▶ [Exercise task]: Transcribe each line exactly.
* Start Data supplied *
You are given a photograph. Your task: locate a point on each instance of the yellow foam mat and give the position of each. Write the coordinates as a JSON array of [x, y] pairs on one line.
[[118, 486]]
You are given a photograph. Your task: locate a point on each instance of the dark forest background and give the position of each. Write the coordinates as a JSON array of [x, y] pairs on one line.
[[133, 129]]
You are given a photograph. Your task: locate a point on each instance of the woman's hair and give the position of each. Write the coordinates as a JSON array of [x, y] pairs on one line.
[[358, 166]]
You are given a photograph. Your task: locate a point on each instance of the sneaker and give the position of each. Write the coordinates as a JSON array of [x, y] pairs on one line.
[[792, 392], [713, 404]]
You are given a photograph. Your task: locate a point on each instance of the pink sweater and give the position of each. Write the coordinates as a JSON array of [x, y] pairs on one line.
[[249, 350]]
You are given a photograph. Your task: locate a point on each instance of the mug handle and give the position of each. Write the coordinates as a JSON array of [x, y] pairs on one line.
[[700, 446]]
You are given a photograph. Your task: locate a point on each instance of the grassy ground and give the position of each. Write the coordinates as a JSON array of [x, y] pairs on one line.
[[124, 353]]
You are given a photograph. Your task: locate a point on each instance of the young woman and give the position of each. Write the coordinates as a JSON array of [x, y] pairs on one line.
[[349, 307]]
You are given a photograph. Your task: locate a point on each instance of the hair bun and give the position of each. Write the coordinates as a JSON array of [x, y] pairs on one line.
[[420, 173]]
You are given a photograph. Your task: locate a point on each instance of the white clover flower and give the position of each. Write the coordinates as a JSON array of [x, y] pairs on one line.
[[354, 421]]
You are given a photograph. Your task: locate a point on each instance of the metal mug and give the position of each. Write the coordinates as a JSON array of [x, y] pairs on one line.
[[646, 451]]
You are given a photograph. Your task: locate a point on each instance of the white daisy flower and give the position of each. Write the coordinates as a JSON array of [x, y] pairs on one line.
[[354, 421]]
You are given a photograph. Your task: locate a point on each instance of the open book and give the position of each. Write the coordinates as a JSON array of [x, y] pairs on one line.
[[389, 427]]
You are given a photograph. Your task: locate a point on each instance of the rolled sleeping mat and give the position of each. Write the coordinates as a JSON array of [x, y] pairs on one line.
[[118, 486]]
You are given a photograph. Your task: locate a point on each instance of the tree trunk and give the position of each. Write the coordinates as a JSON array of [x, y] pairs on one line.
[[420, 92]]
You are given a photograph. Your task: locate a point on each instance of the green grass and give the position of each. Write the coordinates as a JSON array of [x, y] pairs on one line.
* End Data supplied *
▶ [In response]:
You are given a photograph. Your task: locate a point on each instance of the yellow foam mat and give the position of each. Write the coordinates as a JSON array of [x, y] pairs on one line.
[[118, 486]]
You are given a photograph. Your task: locate a point on each instance of the dark forest background and give the position of each. Write the coordinates as a JSON array of [x, y] pairs on one line.
[[133, 129]]
You are given a photograph. Your task: locate a point on each instance of the woman's hair and give the position of each. Write the coordinates as a JSON array of [x, y] pairs on one line.
[[358, 166]]
You are given a photograph. Your task: locate a point on each instance of the sneaker and give the position of each. Write the coordinates as a JSON array of [x, y] pairs on one line.
[[792, 392], [713, 404]]
You are given a photograph. Your task: locate a point on each instance of the pink sweater and give the position of each. Write the coordinates as a JSON array of [x, y] pairs on one line.
[[249, 350]]
You are given a photograph. Your task: locate a point on each instance of the mug handle and give the position of each. Write the coordinates as a JSON array of [x, y] pairs on one line.
[[700, 446]]
You are given a photograph. Your task: locate a point on each instance of the grassy ground and give the position of each. Write the coordinates as a JSON array of [x, y] pairs on one line.
[[124, 353]]
You are given a photograph. Your task: locate a point on each instance of the young woman and give the position of each. Write the coordinates as a JSON array of [x, y] pairs on one line.
[[349, 307]]
You are given a photograph. Your task: locate a point on each instance of the hair bun and give the position of each. Write the coordinates as a JSON array of [x, y] pairs on one line.
[[420, 173]]
You are given a photograph. Your task: locate a point on each instance of the white clover flower and give the position of each. Write the coordinates as a JSON array of [x, y] pairs on one line.
[[354, 421]]
You are given a photograph. Your task: locate a point on each instance of the metal mug and give the position of each. Write the coordinates as a JSON array of [x, y] pairs on one line.
[[646, 451]]
You are given a photograph. Your task: locate a point on each instance of the white daisy flower and give the position of each. Write the coordinates as a JSON array of [x, y] pairs on one line.
[[354, 421]]
You are given a photograph. Your task: locate a point on each instance of the open book and give the position of each. Write the coordinates as a JSON array of [x, y] pairs on one line.
[[389, 427]]
You are given a photograph. Your task: locate a point on each instance of the rolled sleeping mat and give the position of each. Write the coordinates as a JSON array of [x, y] pairs on one line.
[[118, 486]]
You are given a photograph. Your task: locate a point on each instance of the tree trunk and give the position of each. Write the coordinates as a JSON array of [x, y] pairs on one line.
[[420, 92]]
You are given a photograph. Your task: locate a point on each instance of the green grass and give the position of each. Write the coordinates as a JSON array of [x, y] pairs on one line.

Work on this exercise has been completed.